=== Records for this task ===

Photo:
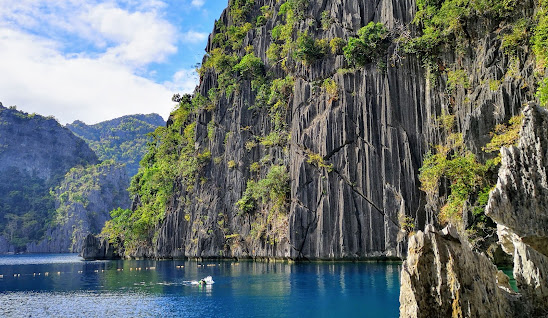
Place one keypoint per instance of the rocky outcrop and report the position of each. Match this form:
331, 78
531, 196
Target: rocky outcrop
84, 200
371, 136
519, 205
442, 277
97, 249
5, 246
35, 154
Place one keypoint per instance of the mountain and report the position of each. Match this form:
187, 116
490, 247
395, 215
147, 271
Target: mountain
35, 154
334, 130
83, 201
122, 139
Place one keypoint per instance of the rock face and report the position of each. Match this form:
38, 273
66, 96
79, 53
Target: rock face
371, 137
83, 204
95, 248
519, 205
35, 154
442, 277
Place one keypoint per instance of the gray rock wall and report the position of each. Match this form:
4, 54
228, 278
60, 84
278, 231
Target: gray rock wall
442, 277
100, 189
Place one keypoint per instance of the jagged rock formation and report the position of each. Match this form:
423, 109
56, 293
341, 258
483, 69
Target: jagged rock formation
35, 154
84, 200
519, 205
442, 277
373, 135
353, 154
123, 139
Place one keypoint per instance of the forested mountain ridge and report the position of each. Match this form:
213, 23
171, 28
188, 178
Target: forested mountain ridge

===
=== Records for this task ===

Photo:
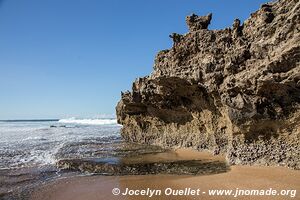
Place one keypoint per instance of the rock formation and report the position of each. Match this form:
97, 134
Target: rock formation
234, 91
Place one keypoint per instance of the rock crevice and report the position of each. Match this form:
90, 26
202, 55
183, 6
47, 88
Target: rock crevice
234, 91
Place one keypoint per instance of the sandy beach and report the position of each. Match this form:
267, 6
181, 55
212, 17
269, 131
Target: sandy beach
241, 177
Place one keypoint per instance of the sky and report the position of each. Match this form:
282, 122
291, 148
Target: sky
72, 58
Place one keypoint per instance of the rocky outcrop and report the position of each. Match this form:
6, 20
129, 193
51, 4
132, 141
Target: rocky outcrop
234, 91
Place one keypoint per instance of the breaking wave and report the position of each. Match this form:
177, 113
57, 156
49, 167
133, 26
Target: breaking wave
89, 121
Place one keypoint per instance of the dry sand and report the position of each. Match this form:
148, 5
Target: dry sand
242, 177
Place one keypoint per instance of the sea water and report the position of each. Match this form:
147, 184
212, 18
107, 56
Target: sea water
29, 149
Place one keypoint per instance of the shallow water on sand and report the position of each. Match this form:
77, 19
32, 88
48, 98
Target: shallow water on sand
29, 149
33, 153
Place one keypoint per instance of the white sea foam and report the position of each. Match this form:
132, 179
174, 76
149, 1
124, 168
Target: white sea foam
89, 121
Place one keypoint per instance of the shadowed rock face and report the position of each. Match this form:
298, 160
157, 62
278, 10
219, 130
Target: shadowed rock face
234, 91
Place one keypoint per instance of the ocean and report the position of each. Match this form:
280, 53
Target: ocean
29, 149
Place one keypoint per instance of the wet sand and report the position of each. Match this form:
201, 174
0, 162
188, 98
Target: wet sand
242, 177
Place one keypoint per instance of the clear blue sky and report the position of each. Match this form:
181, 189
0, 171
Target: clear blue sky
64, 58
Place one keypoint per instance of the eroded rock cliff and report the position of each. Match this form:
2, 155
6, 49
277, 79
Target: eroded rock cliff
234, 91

===

- _Goal of the exercise_:
Taking the entries above, write out exactly each line from the one holding "Target: jagged rock formation" to the one holding "Target: forested mountain ridge", both included, and stop there.

- _Solution_:
Target: jagged rock formation
35, 154
84, 200
519, 205
442, 277
373, 135
353, 154
123, 139
Place one keypoint per instance of the forested mountain ridge and report the position of each. Match this form:
213, 23
171, 28
188, 178
Target: forested mountain ridge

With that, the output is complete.